# Entries provided:
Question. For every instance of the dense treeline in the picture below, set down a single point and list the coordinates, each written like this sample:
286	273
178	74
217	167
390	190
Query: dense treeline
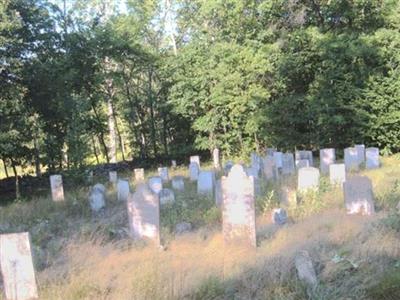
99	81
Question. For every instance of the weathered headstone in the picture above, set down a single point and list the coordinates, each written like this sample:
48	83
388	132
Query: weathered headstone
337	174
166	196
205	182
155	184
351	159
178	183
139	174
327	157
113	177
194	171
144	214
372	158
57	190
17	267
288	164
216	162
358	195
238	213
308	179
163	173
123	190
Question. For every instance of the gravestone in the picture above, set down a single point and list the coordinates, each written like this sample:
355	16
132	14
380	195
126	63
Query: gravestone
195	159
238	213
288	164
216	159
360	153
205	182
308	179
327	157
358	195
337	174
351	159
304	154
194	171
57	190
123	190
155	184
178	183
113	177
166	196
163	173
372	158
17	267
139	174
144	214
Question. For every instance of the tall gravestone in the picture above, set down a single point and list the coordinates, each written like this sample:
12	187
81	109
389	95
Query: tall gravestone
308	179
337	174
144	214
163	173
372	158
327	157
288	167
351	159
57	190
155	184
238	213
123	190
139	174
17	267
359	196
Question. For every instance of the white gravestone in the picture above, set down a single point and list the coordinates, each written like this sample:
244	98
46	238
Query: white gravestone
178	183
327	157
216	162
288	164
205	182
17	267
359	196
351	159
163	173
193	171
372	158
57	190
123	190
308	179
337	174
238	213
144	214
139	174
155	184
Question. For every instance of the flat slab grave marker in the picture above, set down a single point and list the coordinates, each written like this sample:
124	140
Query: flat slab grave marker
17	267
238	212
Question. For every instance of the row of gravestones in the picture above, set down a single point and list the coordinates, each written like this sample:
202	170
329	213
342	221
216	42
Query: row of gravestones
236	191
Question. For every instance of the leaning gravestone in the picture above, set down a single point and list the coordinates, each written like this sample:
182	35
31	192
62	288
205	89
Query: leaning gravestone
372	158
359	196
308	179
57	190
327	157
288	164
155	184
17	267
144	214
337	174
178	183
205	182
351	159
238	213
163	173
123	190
* * *
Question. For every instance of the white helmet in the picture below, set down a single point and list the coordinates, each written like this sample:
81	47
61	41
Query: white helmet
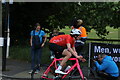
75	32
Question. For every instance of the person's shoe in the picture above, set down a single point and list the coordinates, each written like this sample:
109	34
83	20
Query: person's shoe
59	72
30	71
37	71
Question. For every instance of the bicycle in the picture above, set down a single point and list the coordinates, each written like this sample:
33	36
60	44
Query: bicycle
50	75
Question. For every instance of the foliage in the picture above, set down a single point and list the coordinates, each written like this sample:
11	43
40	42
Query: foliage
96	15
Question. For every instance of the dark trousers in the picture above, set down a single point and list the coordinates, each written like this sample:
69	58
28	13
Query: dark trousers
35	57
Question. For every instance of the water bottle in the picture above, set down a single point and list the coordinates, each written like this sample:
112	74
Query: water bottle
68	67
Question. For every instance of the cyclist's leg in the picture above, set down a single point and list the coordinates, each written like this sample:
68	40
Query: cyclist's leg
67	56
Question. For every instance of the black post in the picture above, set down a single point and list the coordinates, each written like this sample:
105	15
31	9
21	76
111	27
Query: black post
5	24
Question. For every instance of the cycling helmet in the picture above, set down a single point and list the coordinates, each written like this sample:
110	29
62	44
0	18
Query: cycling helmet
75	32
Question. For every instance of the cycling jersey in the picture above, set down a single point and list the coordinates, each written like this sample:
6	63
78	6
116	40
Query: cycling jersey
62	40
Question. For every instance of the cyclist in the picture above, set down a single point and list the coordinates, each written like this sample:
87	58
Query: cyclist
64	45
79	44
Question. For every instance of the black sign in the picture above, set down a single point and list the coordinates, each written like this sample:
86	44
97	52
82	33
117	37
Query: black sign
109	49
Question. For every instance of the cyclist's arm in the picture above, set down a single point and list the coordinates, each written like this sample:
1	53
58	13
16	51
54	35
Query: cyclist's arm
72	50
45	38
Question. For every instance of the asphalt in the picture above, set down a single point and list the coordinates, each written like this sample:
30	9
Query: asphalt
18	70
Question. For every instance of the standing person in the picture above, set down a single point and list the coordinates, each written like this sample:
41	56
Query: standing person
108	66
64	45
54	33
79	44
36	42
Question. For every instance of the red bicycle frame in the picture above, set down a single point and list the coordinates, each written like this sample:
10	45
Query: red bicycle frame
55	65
---
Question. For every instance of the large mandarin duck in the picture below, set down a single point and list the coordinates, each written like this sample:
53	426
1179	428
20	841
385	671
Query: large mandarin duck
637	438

# Task to complete:
Return every line of the items above that contains the word "cyclist". Case counts.

# Full answer:
Question. For every instance of the cyclist's leg in the picture above, set down a single point and list the coordinates, each written like this sample:
Query: cyclist's leg
Question. For every instance of the cyclist in the picture above, set down a single point and list the coordinates, each written like this sample:
Query: cyclist
Question. For every instance of the cyclist's arm in the picture above, set down a single point and list the coordinates, each written like this sample:
Query: cyclist's arm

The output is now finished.